## QUOTED TEXT
** Start **
Recent amendments to the Highway Traffic Act mean that this fall there will be new rules for Ontario’s drivers to obey. Drivers who do not obey the new laws do so at the peril of their wallets, if not their lives. In an effort to reduce accidents, injuries and fatalities a number of fines have been increased and a number of changes to existing laws introduced. Want to know more? Give a read.
Bill 31, the Transportation Statue Law Amendment Act (Making Ontario’s Roads Safer), introduces the following changes to the Highway Traffic act.
- Distracted driving – now the fines will be a range of $300 to $1,000 (from $60 to $500) and will cost you three demerit points when convicted.
Related read: When Driving Thousands of Pounds of Steel, Focus on the Road
- If you are driving under the influence of drugs the sanctions will match as if you are driving while drunk. Bill 31 also introduces additional measures to address repeat offenders.
- Coming up to a crossover (pedestrian activated crosswalks)? If there are pedestrians on the crosswalk, drivers must now wait until the pedestrians have completely crossed the road before proceeding.
** End **
## STATED TASK 1
Answer these questions about the text on Ontario's new driving rules, one line each:
(a) What number does the bill introducing the changes carry?
(b) What is the new range of fines for distracted driving?
(c) At a crossover with pedestrians on the crosswalk, how long must drivers now wait before proceeding?
## STATED TASK 2
Take the text on Ontario's new driving rules further from the point where it stops.

## EXCERPTED RECORDS
** Start **
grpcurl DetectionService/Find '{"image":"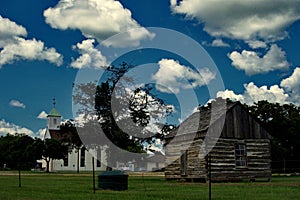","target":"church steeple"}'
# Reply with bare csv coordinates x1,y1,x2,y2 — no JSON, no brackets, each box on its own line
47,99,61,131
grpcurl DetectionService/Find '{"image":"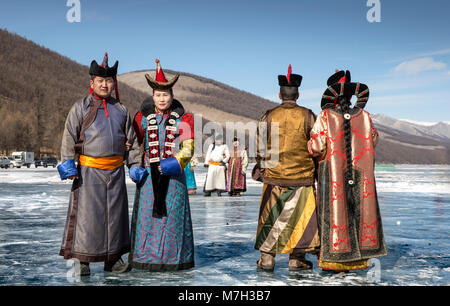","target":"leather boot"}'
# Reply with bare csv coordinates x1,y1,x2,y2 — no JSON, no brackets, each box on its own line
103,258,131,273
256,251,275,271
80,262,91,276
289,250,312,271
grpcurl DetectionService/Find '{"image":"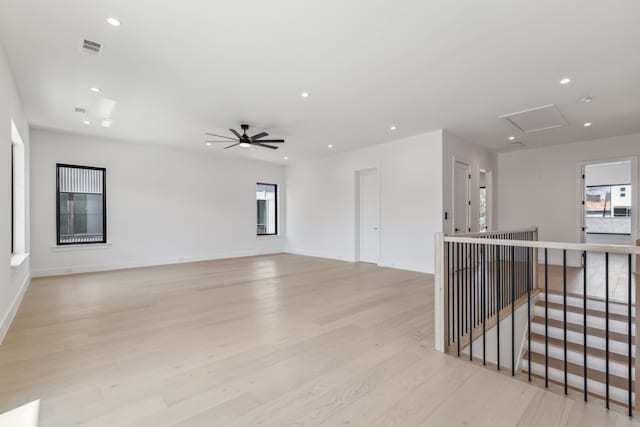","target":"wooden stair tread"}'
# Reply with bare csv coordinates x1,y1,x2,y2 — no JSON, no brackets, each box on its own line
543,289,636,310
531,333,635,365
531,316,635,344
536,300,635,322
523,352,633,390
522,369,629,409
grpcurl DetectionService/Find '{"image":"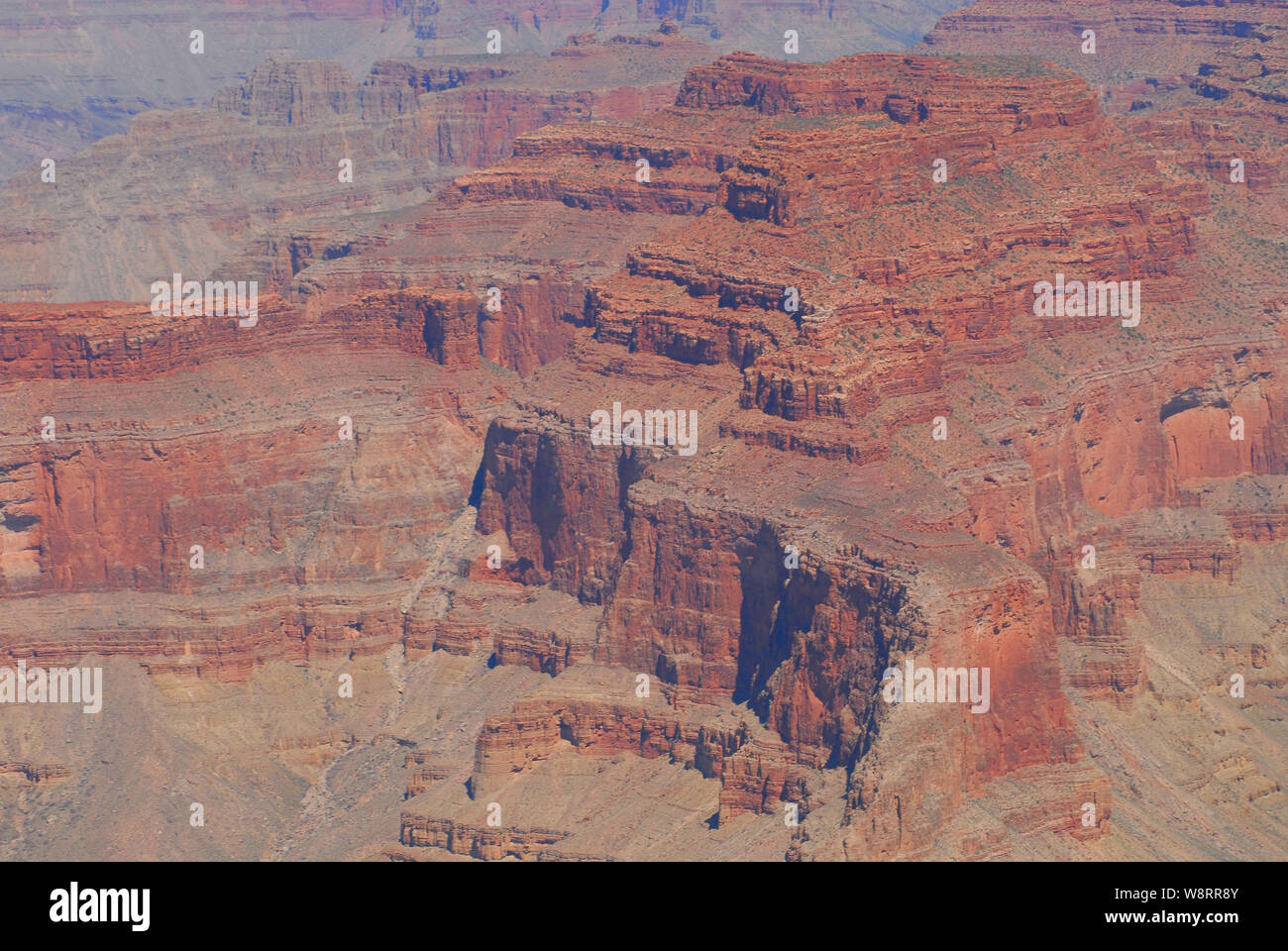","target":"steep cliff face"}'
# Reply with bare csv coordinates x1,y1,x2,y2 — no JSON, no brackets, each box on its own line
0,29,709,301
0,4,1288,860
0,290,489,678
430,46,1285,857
** End **
** Start **
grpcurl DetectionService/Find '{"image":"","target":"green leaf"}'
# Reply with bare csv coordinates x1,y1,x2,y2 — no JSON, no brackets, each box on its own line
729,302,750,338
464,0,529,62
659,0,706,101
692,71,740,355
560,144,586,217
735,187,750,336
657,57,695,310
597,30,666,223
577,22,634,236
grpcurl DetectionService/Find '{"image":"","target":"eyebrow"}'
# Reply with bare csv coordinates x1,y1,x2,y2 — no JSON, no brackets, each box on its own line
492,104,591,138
** End **
** Start **
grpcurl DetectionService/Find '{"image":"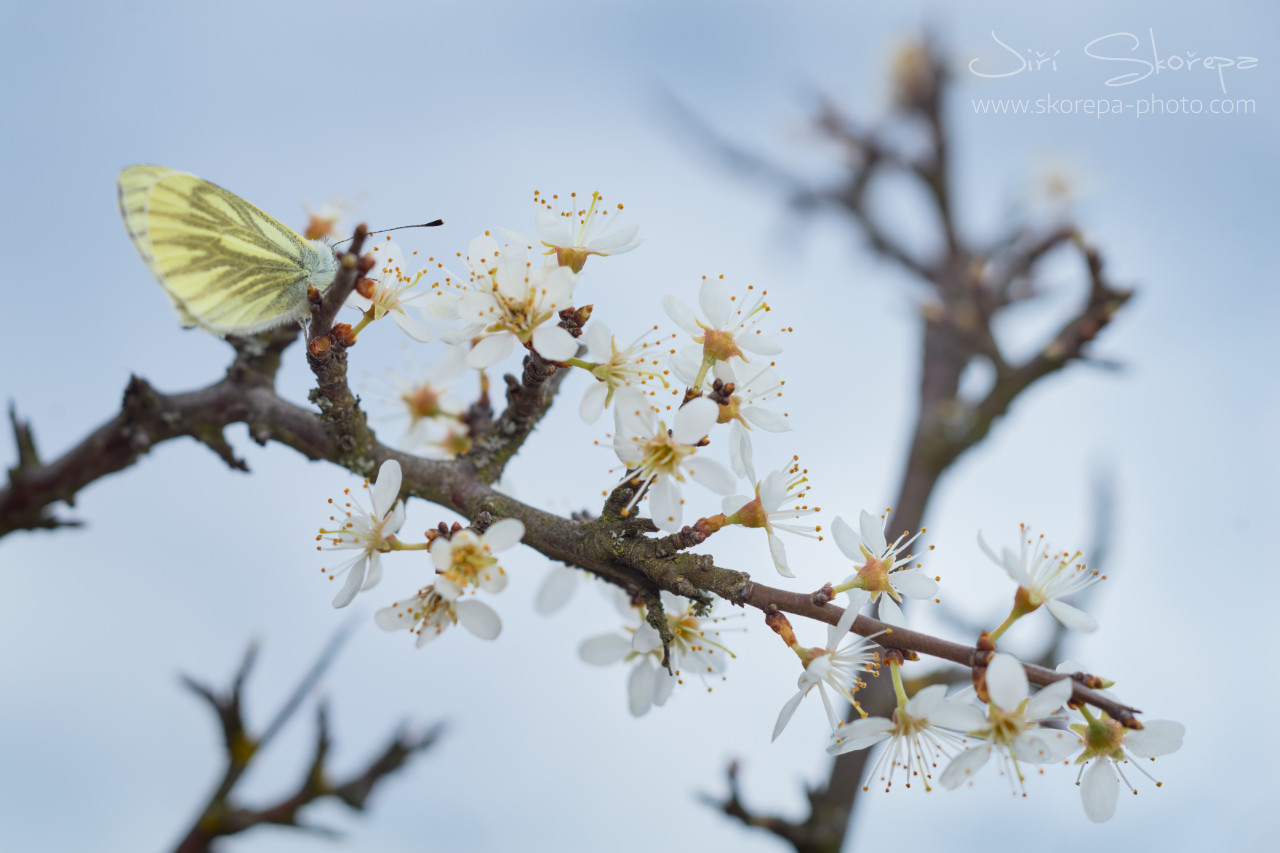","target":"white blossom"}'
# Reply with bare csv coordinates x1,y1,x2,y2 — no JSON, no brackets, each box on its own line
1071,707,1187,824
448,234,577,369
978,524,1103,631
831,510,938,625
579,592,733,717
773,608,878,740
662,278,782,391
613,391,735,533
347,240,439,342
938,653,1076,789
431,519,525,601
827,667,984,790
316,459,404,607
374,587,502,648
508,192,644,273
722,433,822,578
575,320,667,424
** End **
## ANSWER 1
(a) Bill 31
(b) $300 to $1,000
(c) Until the pedestrians have completely crossed the road

## ANSWER 2
- Drivers who ‘door’ cyclists will have increased fines and demerit points. We also recommend cyclists increase their safety as well by being aware of parked cars and the potential of having a door open in front of them.
- Drivers must give cyclists a one metre distance when passing.
- Fines for cyclists who do not have the required reflective equipment on their bikes jumps from $20 to range between $60 to $500. Cyclists can now use flashing red lights on their bikes.
Related Read: Ontario’s Guide to Safe Cycling
- Currently, if there is an emergency vehicle at the side of the road drivers must slow down and move into another lane when approaching. A change has been implemented to require drivers to do the same for tow trucks with their lights flashing.
Of course the more traffic convictions you receive the more expensive your car insurance will be.
Related Read: Factors That Help Reduce Your Car Insurance Costs
Why are These Changes Necessary?
- By 2016, collision trends point to distracted driving being the number one cause of collisions and fatalities.
- In Ontario, 45% of drivers killed had some combination of drugs or alcohol in their system.
- 1 in 5 motor vehicle related fatalities in Ontario is a pedestrian. Almost half of all the pedestrians killed occur in accidents that happen at intersections.
These new laws will come into effect in the fall of this year (2015), but getting used to the new rules now means you’ll less likely get a ticket in the future.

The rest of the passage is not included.